::: TEXTE FOURNI :::

1737-12-01, de Voltaire [François Marie Arouet] à Nicolas Claude Thieriot.

Je n'ai reçu qu'aujourd'hui votre lettre du 22, mon cher ami.
La route est plus longue, mais plus sûre. Nos cœurs peuvent se parler, et voilà ce que je voulais.

Premièrement je ne vous crois point instruit de la raison qui m'a obligé à me priver si longtemps du commerce de mes amis; mais je crois enfin pouvoir vous la dire. Savez vous bien qu'on avait accusé plusieurs personnes d'athésime? Savez vous bien que vous étiez du nombre? Je n'en dirai pas plus. Ah! mon ami, que nous sommes loin de mériter cette sotte et abominable accusation! Il est au moins de notre intérêt qu'il y ait un dieu, et qu'il punisse ces monstres de la société, ces scélérats qui se font un jeu de la plus damnable imposture.

::: DONNÉES DISPONIBLES :::

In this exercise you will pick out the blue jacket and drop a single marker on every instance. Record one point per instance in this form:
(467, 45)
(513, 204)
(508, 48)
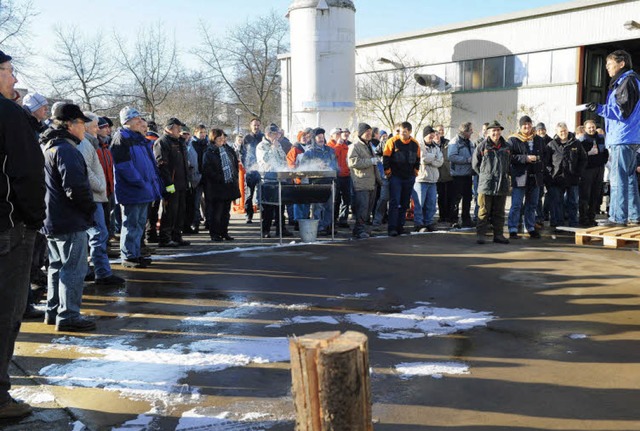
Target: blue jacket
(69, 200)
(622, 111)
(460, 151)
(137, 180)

:::
::: DONNÉES DISPONIBLES :::

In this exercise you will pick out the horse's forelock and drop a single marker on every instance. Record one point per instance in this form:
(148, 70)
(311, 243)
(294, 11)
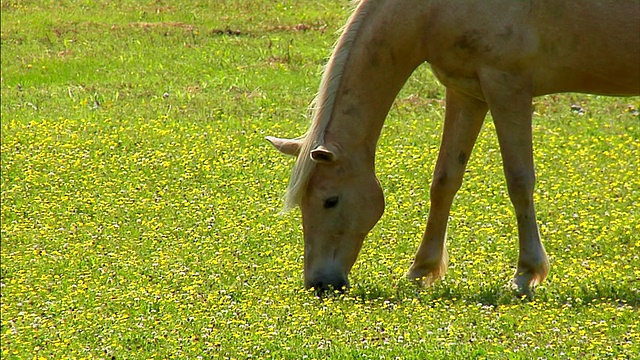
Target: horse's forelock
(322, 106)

:::
::: DONNÉES DISPONIBLES :::

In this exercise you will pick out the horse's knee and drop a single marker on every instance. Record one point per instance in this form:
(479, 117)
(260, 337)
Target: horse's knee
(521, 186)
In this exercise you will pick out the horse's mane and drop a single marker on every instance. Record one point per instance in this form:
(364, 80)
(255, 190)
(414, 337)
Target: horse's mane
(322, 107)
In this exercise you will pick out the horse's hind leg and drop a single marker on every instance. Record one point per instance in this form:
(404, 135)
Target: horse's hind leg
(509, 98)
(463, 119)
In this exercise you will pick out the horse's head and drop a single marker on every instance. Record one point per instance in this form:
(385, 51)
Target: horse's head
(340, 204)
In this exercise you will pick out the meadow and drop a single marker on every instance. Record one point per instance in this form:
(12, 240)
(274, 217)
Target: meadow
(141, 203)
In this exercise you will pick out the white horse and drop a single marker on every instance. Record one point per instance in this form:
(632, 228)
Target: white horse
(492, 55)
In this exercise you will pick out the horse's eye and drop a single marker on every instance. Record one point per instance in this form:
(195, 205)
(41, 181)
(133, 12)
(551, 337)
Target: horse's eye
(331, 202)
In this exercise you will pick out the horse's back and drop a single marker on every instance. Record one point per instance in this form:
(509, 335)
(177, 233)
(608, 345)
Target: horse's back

:::

▶ _CONSIGNE_
Résumez en deux phrases la lettre de Voltaire à Thieriot.

▶ _RÉPONSE RÉDIGÉE_
Voltaire dit à Thieriot qu'il n'a reçu qu'aujourd'hui sa lettre du 22, par une route plus longue mais plus sûre. Il lui explique enfin pourquoi il s'est si longtemps privé du commerce de ses amis : plusieurs personnes, dont Thieriot, avaient été accusées d'athéisme, une accusation qu'il juge sotte et abominable, car il est selon lui de leur intérêt qu'il y ait un dieu qui punisse les scélérats qui se font un jeu de l'imposture.